[TASK STATEMENT] From the first line to the last, copy the listing exactly and omit the images.

[SUPPLIED DATA]
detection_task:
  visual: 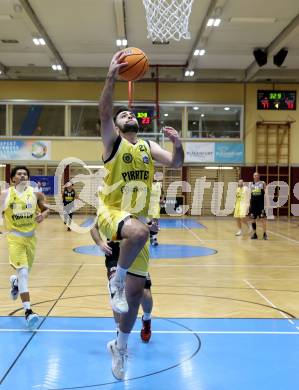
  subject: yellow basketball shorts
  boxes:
[97,207,150,277]
[7,234,37,269]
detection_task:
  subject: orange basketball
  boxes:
[119,47,149,81]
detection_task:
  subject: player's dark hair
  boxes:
[10,165,30,180]
[113,106,131,123]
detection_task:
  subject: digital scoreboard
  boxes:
[257,90,296,110]
[135,111,151,125]
[132,108,154,129]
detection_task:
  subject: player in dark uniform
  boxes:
[249,172,268,240]
[62,182,77,231]
[90,225,153,343]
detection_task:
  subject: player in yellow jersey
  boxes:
[99,51,184,380]
[0,166,49,328]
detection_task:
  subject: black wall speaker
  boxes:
[253,49,267,67]
[273,48,288,67]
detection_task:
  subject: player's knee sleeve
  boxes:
[17,267,29,294]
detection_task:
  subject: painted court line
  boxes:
[267,229,299,245]
[0,328,298,335]
[244,279,295,326]
[182,222,205,244]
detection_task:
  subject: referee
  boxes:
[249,172,268,240]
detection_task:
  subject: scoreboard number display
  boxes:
[257,90,296,110]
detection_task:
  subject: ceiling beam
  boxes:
[113,0,126,38]
[19,0,69,78]
[186,0,227,69]
[245,13,299,81]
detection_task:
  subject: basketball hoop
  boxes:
[142,0,194,42]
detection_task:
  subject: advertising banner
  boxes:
[0,140,51,160]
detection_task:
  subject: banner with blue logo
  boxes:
[185,142,244,163]
[30,176,56,195]
[215,143,244,163]
[0,140,51,160]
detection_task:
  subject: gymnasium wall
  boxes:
[0,80,299,164]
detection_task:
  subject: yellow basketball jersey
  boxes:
[236,187,246,201]
[101,136,154,216]
[4,186,38,233]
[151,181,162,199]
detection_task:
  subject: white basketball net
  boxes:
[142,0,194,42]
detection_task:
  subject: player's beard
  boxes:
[122,122,139,133]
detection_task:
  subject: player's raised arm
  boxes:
[99,51,128,160]
[149,126,184,168]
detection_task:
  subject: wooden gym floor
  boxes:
[0,216,298,389]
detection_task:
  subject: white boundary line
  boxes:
[244,279,295,326]
[0,328,298,335]
[182,222,205,244]
[267,229,299,245]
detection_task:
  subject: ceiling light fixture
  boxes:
[224,106,230,111]
[33,37,46,46]
[194,49,206,56]
[116,38,127,47]
[193,106,199,110]
[52,64,62,71]
[185,70,195,77]
[207,18,221,27]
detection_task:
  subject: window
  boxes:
[13,105,65,136]
[159,105,183,135]
[71,106,100,137]
[0,105,5,135]
[187,105,242,139]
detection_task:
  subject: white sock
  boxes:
[143,312,151,321]
[114,265,128,283]
[23,302,30,311]
[117,330,129,350]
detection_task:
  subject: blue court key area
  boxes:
[0,317,298,390]
[73,244,216,258]
[158,218,204,228]
[80,217,204,229]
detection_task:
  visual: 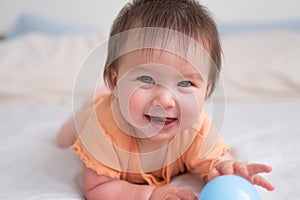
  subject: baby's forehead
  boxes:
[140,49,191,63]
[120,49,192,66]
[118,28,209,55]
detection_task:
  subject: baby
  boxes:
[57,0,274,199]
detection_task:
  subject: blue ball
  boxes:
[199,175,261,200]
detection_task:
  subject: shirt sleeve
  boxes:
[72,139,120,179]
[70,92,121,179]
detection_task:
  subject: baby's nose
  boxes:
[151,86,176,109]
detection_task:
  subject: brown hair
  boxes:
[104,0,222,97]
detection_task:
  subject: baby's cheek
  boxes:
[179,98,202,130]
[127,91,148,125]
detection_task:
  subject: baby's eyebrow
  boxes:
[132,65,161,73]
[182,73,203,81]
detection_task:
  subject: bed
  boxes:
[0,10,300,200]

[TASK RESPONSE]
detection_task:
  visual: 
  subject: yellow basketball shorts
  boxes:
[97,207,150,277]
[7,234,37,269]
detection_task:
  subject: orange basketball
  boxes:
[119,47,149,81]
detection_task:
  subject: player's dark hair
  boxes:
[10,165,30,180]
[113,106,131,123]
detection_task:
  subject: digital scoreboard
  boxes:
[257,90,296,110]
[135,111,151,125]
[132,108,154,129]
detection_task:
  subject: player in dark uniform
  boxes:
[249,172,268,240]
[62,182,77,231]
[90,225,153,343]
detection_task:
  subject: player in yellow jersey
  boxes:
[99,51,184,380]
[0,166,49,328]
detection_task:
  subject: black wall speaker
  boxes:
[253,49,267,67]
[273,48,288,67]
detection_task:
  subject: player's knee sleeve
  boxes:
[17,267,29,294]
detection_task:
  subject: painted court line
  boxes:
[267,229,299,245]
[0,328,298,335]
[244,279,295,326]
[182,222,205,244]
detection_task:
  subject: referee
  boxes:
[249,172,268,240]
detection_task:
  subject: scoreboard number display
  boxes:
[257,90,296,110]
detection_task:
  subject: ceiling beam
  boxes:
[113,0,126,38]
[19,0,69,78]
[186,0,227,69]
[245,13,299,81]
detection_task:
  subject: basketball hoop
  boxes:
[142,0,194,42]
detection_task:
  subject: advertising banner
  boxes:
[0,140,51,160]
detection_task:
  subject: banner with blue logo
  boxes:
[185,142,244,163]
[30,176,56,195]
[215,143,244,163]
[0,140,51,160]
detection_task:
  subject: gymnasium wall
  boxes:
[0,80,299,164]
detection_task:
  subject: yellow basketball jersey
  boxes:
[236,187,246,201]
[101,136,154,216]
[4,186,38,233]
[151,181,162,199]
detection_task:
  subject: white basketball net
  boxes:
[142,0,194,42]
detection_task:
  subject: player's beard
  boxes:
[122,122,139,133]
detection_task:
  subject: player's raised arm
  boxes:
[99,51,128,160]
[149,126,184,168]
detection_task:
  subject: wooden gym floor
  boxes:
[0,216,298,389]
detection_task:
  subject: white boundary line
  boxes:
[244,279,295,326]
[0,328,298,335]
[182,222,205,244]
[267,229,299,245]
detection_task:
  subject: ceiling light fixture
  boxes:
[224,106,230,111]
[33,37,46,46]
[194,49,206,56]
[116,38,127,47]
[193,106,199,110]
[52,64,62,71]
[185,70,195,77]
[207,18,221,27]
detection_task:
  subject: window
  boxes:
[13,105,65,136]
[159,105,183,135]
[71,106,100,137]
[0,105,5,135]
[187,105,242,139]
detection_task:
  subject: white sock
  boxes:
[143,312,151,321]
[114,265,128,283]
[23,302,30,311]
[117,330,129,350]
detection_task:
  subject: blue court key area
  boxes:
[0,317,298,390]
[73,244,216,258]
[158,218,204,228]
[80,217,204,229]
detection_task:
  visual: 
  subject: baby's forehead
  boxes:
[140,49,191,63]
[120,49,192,66]
[118,28,209,55]
detection_task:
  subject: baby
  boxes:
[57,0,274,199]
detection_task:
  subject: blue ball
  boxes:
[199,175,261,200]
detection_task:
  subject: shirt sleeve
  boxes:
[72,139,120,179]
[70,92,121,179]
detection_task:
  subject: baby's nose
  boxes:
[151,86,176,109]
detection_task:
  subject: brown hair
  boxes:
[104,0,222,97]
detection_task:
  subject: baby's cheek
  boxes:
[179,98,202,130]
[127,91,148,125]
detection_task:
  subject: baby's eyebrow
  boxes:
[132,65,161,73]
[182,73,203,81]
detection_task:
  subject: bed
  boxes:
[0,10,300,200]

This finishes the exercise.